• [RECORDS SHOWN]:
⟨
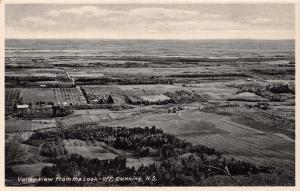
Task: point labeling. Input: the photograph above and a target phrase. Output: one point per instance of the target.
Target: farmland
(101, 93)
(91, 114)
(72, 96)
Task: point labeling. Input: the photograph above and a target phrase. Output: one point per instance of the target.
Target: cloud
(162, 13)
(84, 12)
(261, 21)
(135, 22)
(37, 23)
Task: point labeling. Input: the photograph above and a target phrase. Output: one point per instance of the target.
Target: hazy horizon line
(188, 39)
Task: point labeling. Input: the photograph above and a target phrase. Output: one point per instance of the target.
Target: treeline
(269, 71)
(121, 81)
(29, 78)
(208, 75)
(179, 162)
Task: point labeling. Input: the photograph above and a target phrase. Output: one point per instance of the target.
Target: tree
(110, 100)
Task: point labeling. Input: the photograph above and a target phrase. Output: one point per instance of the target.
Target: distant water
(192, 48)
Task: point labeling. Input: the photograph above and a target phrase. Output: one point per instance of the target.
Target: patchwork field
(36, 96)
(88, 149)
(72, 96)
(220, 132)
(102, 92)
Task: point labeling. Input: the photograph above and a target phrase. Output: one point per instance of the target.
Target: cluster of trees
(280, 88)
(266, 92)
(183, 96)
(122, 81)
(137, 101)
(269, 71)
(205, 75)
(180, 163)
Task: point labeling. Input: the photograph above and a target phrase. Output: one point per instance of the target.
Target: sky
(150, 21)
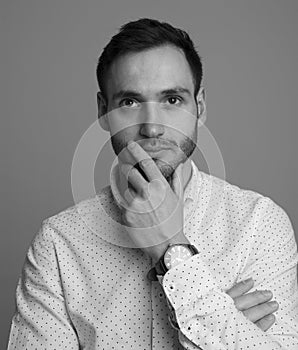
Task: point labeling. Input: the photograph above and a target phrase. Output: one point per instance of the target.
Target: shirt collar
(190, 192)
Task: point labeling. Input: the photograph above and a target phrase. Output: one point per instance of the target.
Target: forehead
(150, 71)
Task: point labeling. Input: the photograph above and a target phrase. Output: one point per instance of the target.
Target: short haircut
(144, 34)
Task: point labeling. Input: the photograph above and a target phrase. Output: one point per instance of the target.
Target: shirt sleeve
(41, 320)
(206, 315)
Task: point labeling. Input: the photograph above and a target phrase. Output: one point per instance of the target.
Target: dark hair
(143, 34)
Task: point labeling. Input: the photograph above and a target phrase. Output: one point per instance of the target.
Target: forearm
(206, 315)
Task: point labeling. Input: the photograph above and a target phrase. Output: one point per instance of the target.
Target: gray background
(49, 51)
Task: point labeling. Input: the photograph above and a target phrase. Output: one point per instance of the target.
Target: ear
(102, 111)
(201, 104)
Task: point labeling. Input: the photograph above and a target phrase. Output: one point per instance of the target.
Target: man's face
(150, 97)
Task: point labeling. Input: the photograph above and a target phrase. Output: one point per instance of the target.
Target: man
(167, 257)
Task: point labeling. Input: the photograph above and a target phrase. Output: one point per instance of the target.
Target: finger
(246, 301)
(240, 288)
(133, 176)
(129, 195)
(266, 322)
(177, 181)
(146, 163)
(257, 312)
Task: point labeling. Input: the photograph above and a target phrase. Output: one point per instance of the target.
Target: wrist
(161, 249)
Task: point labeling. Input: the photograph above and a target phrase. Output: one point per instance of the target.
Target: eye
(174, 100)
(128, 102)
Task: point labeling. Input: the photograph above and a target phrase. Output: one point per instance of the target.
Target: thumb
(177, 181)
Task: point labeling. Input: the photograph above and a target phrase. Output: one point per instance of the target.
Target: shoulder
(73, 219)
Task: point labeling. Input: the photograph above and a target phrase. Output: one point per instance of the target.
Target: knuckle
(145, 163)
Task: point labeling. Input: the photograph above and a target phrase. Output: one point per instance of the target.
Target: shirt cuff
(187, 282)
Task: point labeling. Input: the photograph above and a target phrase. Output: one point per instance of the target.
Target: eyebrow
(136, 94)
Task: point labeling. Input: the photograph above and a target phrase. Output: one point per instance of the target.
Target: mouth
(154, 146)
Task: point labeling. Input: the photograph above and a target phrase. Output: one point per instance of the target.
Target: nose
(151, 126)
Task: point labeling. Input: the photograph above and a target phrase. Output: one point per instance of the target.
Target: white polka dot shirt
(84, 286)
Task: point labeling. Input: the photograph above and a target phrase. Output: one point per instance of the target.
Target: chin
(167, 169)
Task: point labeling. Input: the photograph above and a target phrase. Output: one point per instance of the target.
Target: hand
(153, 210)
(256, 305)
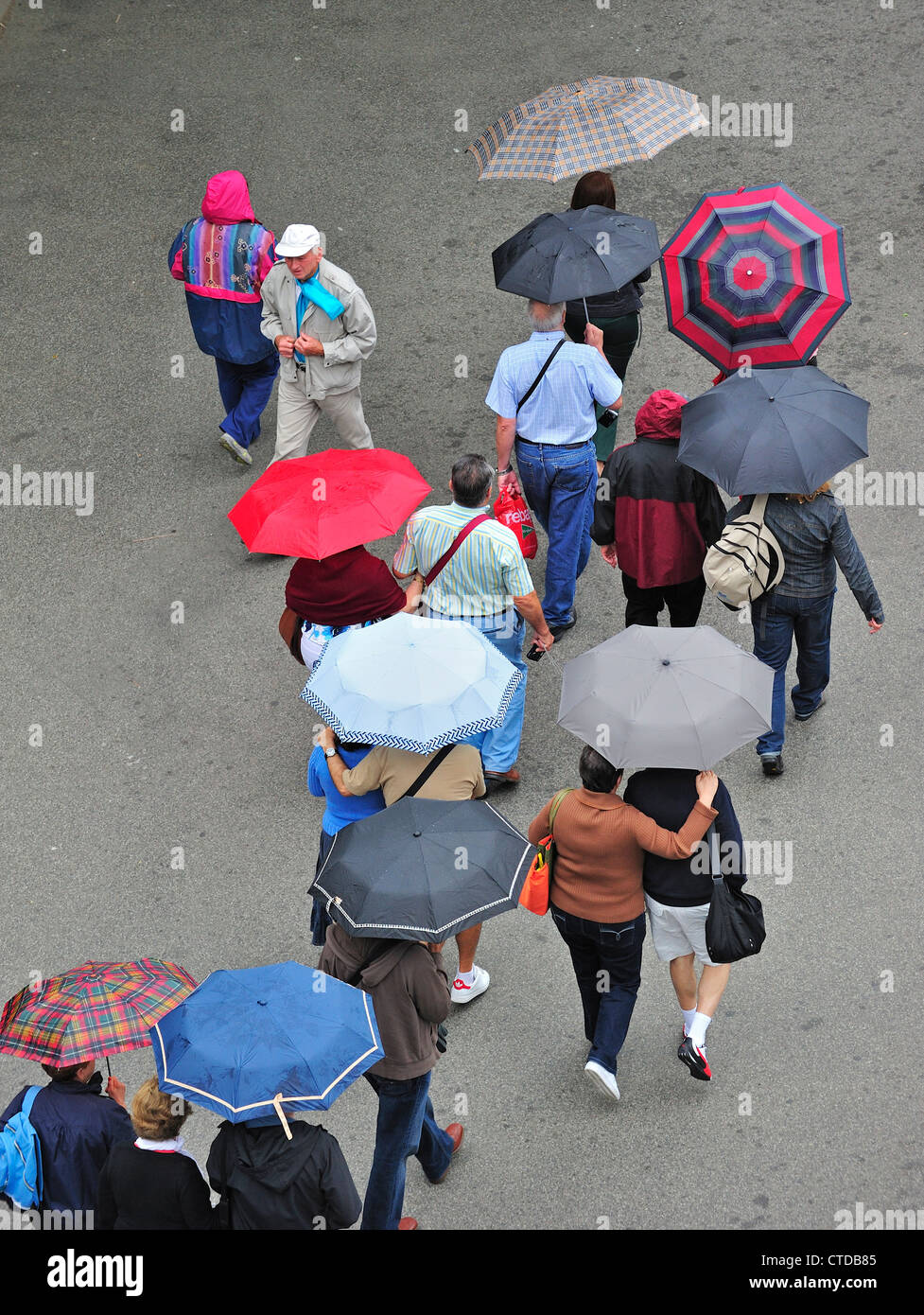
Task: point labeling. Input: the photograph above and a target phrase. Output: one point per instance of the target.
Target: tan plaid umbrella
(586, 125)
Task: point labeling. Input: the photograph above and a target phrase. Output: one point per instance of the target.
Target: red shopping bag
(512, 511)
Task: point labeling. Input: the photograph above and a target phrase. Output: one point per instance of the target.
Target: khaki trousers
(297, 414)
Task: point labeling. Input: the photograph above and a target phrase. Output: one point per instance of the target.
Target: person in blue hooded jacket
(222, 258)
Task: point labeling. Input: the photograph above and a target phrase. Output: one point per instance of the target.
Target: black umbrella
(576, 254)
(775, 431)
(424, 869)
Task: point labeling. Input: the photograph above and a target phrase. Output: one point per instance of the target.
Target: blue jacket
(815, 539)
(667, 795)
(77, 1130)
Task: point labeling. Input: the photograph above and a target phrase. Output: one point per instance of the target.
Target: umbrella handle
(277, 1108)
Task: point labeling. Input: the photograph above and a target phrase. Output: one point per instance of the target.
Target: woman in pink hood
(222, 259)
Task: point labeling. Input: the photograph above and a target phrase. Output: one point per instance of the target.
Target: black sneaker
(805, 717)
(564, 626)
(694, 1058)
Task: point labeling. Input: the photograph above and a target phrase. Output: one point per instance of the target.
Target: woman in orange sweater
(597, 901)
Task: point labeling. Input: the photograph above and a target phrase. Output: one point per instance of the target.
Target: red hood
(226, 199)
(658, 417)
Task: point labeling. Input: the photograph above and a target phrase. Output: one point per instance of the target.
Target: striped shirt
(562, 409)
(481, 577)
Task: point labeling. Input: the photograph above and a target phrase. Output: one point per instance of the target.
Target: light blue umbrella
(411, 683)
(252, 1041)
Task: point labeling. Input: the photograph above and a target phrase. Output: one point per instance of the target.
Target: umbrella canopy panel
(667, 697)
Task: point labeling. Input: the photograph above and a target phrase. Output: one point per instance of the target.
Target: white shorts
(677, 931)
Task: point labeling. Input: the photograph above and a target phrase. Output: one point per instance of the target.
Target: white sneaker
(236, 451)
(462, 994)
(602, 1078)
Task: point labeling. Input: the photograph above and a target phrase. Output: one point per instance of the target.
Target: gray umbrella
(773, 431)
(667, 697)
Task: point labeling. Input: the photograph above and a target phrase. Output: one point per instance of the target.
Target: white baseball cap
(297, 239)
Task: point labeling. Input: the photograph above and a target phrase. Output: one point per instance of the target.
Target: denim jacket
(815, 539)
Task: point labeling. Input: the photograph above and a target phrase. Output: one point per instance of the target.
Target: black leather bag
(735, 923)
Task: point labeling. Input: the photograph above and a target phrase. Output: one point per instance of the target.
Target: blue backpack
(21, 1157)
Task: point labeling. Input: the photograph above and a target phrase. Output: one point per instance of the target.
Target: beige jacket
(347, 341)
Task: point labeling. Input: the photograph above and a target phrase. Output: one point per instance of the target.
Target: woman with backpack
(815, 538)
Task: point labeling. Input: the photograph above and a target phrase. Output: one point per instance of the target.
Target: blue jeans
(499, 747)
(607, 965)
(777, 618)
(407, 1126)
(245, 391)
(560, 485)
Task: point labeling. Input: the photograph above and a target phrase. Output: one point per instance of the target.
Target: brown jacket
(600, 850)
(410, 995)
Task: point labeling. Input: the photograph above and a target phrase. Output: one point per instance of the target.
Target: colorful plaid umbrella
(91, 1011)
(755, 273)
(592, 124)
(312, 506)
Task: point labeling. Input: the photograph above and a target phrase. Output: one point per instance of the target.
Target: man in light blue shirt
(552, 431)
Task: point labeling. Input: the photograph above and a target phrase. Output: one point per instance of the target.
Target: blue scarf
(313, 290)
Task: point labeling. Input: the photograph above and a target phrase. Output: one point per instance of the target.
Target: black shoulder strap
(535, 383)
(427, 771)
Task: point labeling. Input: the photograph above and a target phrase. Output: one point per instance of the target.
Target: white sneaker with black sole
(462, 994)
(602, 1078)
(236, 451)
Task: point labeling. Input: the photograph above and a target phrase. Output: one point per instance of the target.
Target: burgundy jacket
(660, 515)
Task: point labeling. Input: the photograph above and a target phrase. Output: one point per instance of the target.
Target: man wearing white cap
(323, 327)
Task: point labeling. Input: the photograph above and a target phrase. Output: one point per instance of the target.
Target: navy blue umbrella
(576, 254)
(775, 431)
(252, 1041)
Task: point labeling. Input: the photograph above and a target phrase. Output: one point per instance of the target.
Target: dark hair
(597, 775)
(594, 188)
(63, 1075)
(471, 479)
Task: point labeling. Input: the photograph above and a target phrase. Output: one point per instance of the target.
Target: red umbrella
(91, 1011)
(758, 273)
(312, 506)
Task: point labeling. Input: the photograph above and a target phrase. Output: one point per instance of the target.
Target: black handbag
(735, 922)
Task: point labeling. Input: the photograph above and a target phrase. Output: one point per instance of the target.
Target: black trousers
(684, 603)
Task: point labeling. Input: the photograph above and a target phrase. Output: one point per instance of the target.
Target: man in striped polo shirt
(485, 583)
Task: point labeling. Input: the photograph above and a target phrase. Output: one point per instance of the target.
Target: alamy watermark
(859, 486)
(748, 118)
(47, 488)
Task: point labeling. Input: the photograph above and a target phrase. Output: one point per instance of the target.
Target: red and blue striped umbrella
(755, 276)
(91, 1011)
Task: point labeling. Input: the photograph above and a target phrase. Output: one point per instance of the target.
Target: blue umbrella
(411, 683)
(252, 1041)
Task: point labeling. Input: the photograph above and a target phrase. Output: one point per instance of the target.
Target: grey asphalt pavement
(157, 734)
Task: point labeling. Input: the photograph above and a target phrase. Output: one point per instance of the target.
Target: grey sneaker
(236, 451)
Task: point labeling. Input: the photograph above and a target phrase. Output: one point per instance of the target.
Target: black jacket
(152, 1189)
(77, 1130)
(272, 1183)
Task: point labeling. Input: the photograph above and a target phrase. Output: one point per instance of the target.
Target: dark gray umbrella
(667, 697)
(424, 869)
(775, 431)
(576, 254)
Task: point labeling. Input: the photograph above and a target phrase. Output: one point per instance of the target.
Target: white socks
(697, 1030)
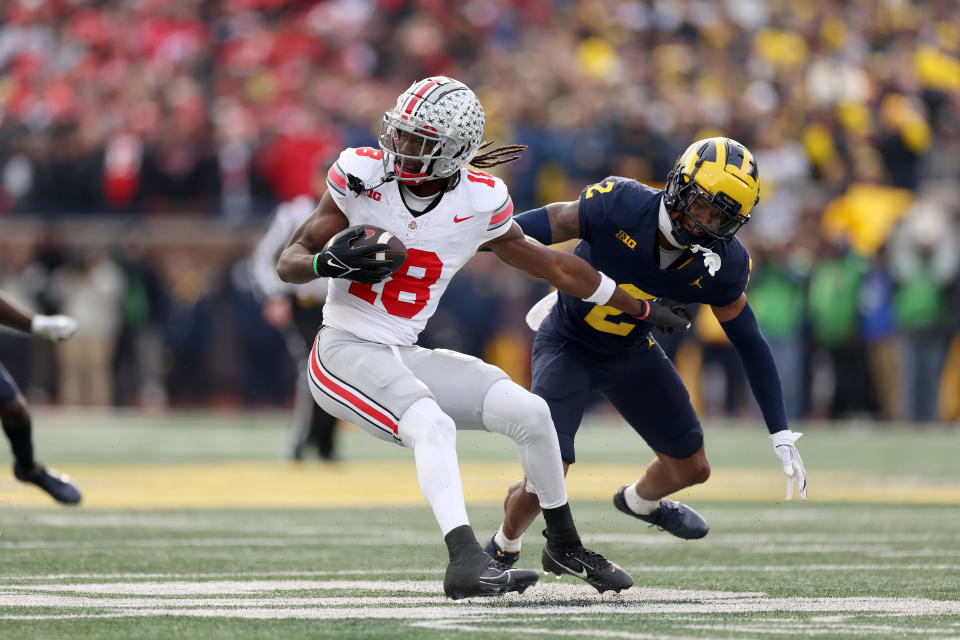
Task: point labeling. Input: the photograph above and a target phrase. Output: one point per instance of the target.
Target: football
(396, 254)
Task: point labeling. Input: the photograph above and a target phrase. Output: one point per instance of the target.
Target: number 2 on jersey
(425, 264)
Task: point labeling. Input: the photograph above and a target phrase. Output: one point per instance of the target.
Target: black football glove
(340, 260)
(666, 315)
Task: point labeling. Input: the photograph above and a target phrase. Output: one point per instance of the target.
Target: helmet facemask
(713, 187)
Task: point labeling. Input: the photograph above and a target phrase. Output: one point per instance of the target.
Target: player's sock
(506, 543)
(19, 432)
(461, 542)
(561, 531)
(637, 504)
(432, 435)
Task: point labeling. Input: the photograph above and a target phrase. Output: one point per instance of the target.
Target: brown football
(397, 253)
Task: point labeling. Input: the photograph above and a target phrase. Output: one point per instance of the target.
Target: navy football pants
(642, 385)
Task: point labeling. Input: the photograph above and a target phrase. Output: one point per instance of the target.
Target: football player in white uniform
(365, 367)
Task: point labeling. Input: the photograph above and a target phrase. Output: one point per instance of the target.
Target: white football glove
(55, 328)
(790, 460)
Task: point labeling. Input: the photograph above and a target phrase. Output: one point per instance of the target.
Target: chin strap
(358, 187)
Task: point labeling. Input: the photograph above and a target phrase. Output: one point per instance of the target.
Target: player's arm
(741, 327)
(306, 256)
(54, 328)
(556, 222)
(574, 275)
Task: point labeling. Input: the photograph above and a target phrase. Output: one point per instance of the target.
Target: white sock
(506, 543)
(637, 504)
(432, 435)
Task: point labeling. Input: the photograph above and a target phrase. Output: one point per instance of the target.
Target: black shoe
(481, 576)
(60, 486)
(508, 558)
(673, 517)
(587, 565)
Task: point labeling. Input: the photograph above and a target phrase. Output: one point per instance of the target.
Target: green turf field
(193, 526)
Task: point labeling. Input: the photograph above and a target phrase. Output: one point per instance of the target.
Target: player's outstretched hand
(666, 318)
(783, 446)
(340, 260)
(55, 328)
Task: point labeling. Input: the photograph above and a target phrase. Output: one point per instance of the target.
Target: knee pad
(425, 420)
(513, 411)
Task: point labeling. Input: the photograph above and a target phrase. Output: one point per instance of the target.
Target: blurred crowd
(223, 108)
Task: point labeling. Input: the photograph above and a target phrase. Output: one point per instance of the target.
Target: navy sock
(20, 435)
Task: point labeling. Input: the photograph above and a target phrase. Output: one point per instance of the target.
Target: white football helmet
(433, 132)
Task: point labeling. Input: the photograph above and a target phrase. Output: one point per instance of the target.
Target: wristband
(604, 290)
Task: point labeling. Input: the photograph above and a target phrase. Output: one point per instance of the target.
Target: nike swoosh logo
(582, 574)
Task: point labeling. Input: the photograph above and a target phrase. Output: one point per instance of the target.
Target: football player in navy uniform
(675, 244)
(365, 366)
(13, 406)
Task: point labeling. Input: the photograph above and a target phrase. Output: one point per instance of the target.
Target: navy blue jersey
(618, 231)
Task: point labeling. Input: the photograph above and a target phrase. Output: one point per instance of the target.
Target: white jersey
(438, 243)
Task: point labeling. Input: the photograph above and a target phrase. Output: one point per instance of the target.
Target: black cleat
(671, 516)
(481, 576)
(508, 558)
(63, 489)
(587, 565)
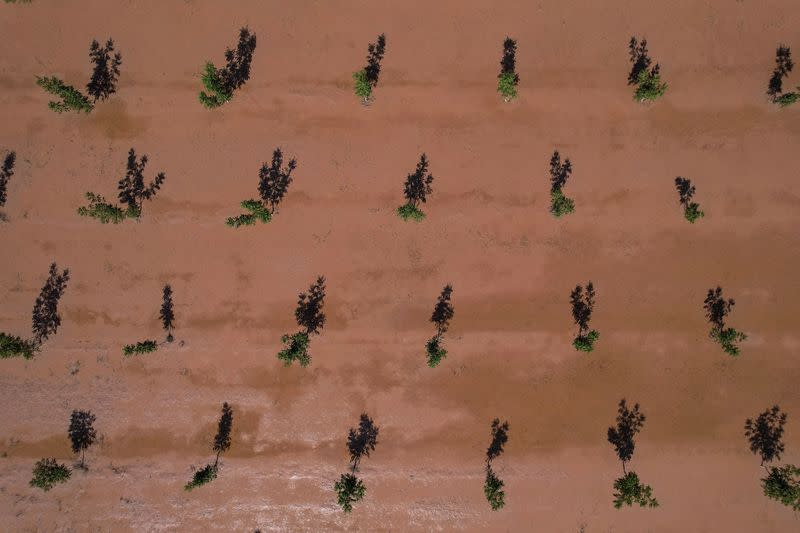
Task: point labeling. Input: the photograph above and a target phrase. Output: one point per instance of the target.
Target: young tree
⟩
• [INSTRUCTIONS FOR THE TASK]:
Starting at the line that holds "Target: football player in navy uniform" and stopping at the last line of the listing above, write out each line exactly as it appears, and omit the pictures.

• [SOLVED PROBLEM]:
Target: football player in navy uniform
(675, 244)
(365, 366)
(13, 406)
Task: point labeling. Input: the photograph above and a target phrase. Output: one point per instance of the target.
Target: navy blue jersey
(618, 231)
Task: point labeling. Input: the photograph above and a target phrase. Output: one point per instance of the target.
Target: white jersey
(438, 243)
Task: point labeling. Input: the photograph above and a target phrase. Output: one point per instance of the target.
Target: black cleat
(671, 516)
(481, 576)
(508, 558)
(63, 489)
(587, 565)
Task: point labeling. Input: the photograph above and a target phrase. Output: one point per instance of the target.
Target: young tree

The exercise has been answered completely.